> **Exercise description**
List every line below containing "white".

> **Working data**
==================================================

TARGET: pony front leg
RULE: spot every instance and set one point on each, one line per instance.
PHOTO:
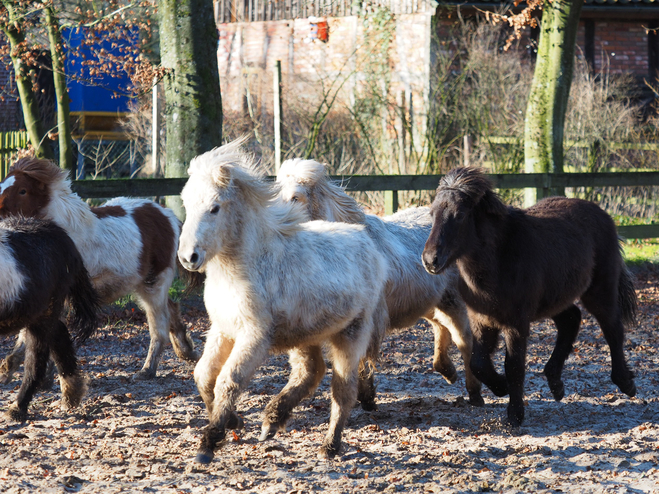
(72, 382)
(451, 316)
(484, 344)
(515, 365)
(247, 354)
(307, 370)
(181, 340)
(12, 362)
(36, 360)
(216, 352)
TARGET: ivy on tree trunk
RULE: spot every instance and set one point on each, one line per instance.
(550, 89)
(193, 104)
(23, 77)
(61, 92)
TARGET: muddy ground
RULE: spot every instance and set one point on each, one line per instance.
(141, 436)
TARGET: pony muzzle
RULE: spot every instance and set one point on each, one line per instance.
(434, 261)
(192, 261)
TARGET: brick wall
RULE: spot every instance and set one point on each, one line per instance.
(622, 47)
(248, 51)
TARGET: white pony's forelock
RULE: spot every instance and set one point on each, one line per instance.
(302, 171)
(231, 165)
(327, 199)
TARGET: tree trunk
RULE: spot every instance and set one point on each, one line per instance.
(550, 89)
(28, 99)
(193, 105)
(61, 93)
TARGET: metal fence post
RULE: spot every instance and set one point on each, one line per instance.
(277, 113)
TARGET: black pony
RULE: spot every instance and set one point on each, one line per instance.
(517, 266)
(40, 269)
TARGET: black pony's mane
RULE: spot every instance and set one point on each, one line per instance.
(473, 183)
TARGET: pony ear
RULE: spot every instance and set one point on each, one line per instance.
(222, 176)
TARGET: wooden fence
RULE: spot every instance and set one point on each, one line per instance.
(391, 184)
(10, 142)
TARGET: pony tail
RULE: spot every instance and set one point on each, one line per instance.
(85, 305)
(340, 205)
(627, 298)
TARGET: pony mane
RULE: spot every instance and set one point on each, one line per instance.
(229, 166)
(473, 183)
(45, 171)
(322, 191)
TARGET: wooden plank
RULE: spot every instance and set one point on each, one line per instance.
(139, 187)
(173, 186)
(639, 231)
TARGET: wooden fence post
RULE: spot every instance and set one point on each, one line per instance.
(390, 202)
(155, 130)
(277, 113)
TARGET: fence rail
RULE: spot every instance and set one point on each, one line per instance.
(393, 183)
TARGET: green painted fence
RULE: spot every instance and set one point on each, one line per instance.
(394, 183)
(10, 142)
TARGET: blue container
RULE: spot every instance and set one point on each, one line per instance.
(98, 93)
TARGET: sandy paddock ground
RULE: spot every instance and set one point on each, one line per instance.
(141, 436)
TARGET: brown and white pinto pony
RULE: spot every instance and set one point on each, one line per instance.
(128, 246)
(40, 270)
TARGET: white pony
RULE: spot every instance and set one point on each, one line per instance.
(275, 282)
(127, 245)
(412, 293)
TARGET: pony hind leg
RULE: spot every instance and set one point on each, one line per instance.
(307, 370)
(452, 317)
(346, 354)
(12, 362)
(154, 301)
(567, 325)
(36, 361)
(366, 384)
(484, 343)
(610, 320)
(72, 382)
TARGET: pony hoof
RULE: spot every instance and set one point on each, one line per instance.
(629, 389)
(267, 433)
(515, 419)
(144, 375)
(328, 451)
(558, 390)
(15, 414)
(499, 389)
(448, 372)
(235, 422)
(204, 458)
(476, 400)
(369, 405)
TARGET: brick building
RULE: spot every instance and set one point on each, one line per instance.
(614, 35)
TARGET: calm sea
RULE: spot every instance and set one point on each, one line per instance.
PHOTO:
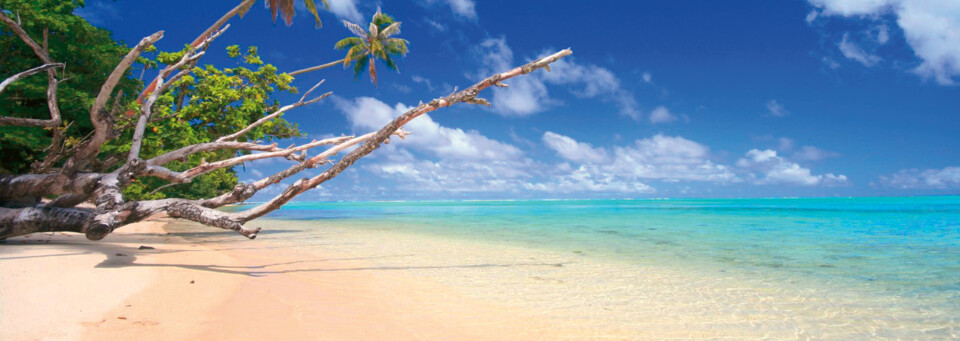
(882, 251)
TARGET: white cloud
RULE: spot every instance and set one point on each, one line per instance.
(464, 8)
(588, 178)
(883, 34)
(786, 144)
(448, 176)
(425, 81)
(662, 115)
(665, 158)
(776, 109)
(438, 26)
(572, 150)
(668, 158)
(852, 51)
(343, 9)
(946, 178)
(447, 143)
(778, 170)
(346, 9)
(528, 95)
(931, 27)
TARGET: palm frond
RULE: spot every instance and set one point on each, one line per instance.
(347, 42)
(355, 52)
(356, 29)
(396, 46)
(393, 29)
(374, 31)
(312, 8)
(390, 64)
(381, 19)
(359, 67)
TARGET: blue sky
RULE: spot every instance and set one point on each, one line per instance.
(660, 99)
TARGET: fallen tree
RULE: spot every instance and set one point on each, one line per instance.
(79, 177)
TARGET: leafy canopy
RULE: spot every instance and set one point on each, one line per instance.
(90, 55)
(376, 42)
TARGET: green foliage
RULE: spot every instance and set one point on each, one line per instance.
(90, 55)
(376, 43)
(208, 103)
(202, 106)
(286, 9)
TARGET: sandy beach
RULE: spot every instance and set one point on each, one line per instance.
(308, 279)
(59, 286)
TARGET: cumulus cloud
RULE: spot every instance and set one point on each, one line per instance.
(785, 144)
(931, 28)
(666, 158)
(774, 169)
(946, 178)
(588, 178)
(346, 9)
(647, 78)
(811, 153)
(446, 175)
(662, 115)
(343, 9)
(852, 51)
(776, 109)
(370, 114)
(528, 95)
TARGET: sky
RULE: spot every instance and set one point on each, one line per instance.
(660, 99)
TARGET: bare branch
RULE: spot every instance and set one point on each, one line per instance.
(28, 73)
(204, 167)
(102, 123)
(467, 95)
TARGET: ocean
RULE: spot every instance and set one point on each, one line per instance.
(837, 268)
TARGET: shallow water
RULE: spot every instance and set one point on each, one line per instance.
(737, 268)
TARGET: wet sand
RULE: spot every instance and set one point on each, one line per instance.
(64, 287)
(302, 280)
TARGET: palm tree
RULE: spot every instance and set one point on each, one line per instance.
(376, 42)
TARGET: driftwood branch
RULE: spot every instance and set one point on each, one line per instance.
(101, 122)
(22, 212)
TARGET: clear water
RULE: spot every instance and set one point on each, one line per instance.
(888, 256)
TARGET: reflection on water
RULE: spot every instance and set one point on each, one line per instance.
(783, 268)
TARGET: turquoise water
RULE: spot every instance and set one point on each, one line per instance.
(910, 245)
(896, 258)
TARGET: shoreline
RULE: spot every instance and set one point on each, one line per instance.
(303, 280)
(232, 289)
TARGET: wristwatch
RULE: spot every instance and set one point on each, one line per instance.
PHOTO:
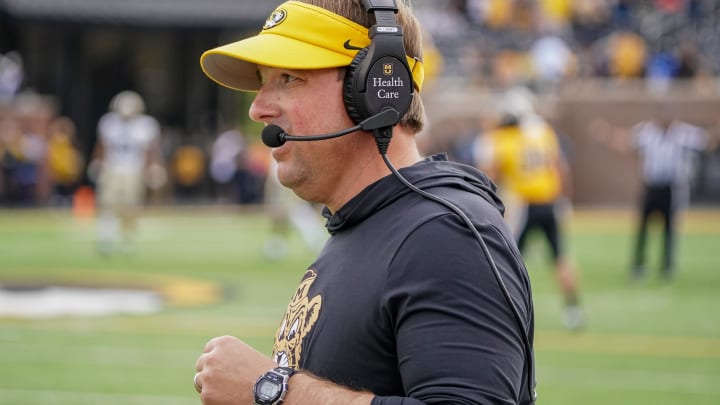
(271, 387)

==================================================

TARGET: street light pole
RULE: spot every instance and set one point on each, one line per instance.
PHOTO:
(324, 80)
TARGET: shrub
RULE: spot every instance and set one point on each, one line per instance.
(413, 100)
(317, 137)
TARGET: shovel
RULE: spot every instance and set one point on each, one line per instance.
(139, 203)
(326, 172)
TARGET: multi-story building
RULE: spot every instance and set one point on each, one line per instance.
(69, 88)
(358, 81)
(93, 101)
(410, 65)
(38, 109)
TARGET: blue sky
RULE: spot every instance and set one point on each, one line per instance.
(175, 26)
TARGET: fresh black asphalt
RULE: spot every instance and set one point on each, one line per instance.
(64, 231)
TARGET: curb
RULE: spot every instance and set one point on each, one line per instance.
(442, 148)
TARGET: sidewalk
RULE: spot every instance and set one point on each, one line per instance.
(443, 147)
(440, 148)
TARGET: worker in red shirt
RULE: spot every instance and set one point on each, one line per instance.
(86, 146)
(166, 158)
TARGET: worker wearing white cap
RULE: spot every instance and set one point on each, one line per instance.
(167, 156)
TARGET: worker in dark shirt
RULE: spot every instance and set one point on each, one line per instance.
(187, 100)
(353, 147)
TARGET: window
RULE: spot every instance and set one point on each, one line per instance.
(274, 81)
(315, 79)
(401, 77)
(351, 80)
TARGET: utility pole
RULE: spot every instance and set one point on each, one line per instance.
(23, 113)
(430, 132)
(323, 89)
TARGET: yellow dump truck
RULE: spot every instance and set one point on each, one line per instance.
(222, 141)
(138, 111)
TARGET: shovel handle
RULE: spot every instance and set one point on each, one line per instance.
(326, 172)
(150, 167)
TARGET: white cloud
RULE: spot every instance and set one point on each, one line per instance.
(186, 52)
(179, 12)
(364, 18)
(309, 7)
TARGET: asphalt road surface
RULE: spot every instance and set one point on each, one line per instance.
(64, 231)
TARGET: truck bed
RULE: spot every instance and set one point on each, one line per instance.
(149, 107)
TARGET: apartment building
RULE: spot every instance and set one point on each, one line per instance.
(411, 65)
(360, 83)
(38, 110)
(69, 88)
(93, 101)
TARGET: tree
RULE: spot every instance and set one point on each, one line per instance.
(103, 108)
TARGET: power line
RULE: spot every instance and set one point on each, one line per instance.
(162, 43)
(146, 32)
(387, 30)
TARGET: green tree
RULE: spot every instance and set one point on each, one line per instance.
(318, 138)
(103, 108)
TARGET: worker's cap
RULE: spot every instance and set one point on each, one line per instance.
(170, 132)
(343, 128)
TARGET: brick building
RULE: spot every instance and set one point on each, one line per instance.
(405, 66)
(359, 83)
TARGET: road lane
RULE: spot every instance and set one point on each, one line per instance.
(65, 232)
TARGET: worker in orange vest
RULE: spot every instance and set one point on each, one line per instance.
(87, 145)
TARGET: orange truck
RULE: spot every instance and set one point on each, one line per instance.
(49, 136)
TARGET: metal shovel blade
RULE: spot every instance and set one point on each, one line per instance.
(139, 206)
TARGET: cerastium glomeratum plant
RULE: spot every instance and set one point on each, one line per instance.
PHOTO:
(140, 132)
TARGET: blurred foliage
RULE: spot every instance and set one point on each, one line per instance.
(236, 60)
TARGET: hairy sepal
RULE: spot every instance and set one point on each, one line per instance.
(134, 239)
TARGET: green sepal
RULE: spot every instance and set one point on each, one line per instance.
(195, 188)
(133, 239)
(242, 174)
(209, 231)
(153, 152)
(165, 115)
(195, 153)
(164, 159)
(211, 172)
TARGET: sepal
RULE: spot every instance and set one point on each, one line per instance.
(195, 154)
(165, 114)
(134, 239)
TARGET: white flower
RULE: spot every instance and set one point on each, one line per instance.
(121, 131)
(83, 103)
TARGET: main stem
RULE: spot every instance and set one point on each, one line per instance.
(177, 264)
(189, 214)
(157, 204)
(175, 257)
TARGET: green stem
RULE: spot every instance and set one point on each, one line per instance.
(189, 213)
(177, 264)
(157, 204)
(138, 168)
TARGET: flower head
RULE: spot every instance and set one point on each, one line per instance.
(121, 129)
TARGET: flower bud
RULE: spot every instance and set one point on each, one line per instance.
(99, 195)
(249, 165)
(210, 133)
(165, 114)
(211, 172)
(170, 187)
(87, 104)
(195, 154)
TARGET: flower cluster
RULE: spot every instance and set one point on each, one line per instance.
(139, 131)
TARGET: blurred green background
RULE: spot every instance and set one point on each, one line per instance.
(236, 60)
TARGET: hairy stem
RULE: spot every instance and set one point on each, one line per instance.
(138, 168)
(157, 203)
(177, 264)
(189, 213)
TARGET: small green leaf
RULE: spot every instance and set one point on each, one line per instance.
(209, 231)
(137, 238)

==================================================

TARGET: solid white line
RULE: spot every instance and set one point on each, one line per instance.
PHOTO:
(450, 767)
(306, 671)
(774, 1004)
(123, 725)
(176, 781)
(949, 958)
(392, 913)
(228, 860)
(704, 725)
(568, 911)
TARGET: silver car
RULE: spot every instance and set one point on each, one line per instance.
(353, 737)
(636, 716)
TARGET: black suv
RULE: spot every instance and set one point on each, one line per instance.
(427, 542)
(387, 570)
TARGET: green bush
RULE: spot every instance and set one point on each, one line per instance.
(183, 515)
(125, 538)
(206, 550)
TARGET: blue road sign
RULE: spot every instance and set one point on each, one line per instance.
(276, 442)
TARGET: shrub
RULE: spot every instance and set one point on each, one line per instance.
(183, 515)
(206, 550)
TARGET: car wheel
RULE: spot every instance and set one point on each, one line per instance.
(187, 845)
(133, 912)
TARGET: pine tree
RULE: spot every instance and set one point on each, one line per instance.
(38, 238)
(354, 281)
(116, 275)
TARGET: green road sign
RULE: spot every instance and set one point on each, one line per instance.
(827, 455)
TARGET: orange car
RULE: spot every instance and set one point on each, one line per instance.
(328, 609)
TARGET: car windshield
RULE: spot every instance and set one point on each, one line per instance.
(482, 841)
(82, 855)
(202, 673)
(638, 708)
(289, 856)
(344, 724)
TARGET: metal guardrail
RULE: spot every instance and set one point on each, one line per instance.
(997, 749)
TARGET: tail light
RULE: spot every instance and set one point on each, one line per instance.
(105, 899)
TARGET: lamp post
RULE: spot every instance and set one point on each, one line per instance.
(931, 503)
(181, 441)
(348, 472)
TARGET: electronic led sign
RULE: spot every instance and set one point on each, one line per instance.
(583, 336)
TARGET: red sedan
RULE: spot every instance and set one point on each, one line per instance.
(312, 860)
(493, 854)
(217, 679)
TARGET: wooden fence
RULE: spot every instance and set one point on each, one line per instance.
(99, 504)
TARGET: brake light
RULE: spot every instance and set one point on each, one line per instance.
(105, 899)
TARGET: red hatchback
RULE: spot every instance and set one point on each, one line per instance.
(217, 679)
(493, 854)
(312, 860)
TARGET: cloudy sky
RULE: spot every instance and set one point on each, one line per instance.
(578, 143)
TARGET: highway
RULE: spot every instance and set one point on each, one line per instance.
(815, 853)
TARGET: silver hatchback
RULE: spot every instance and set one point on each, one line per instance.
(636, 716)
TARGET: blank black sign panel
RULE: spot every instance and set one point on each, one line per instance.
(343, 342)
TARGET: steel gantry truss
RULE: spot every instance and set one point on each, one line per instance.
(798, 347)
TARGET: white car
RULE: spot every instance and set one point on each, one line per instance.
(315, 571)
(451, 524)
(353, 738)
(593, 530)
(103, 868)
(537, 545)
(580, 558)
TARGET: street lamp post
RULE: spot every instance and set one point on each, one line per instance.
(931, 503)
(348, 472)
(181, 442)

==================================================

> **Response below**
TARGET: white pony's forelock
TARGET: brown and white pinto pony
TARGET: white pony
TARGET: white cloud
TARGET: worker wearing white cap
TARGET: white cloud
TARGET: white flower
TARGET: solid white line
TARGET: white car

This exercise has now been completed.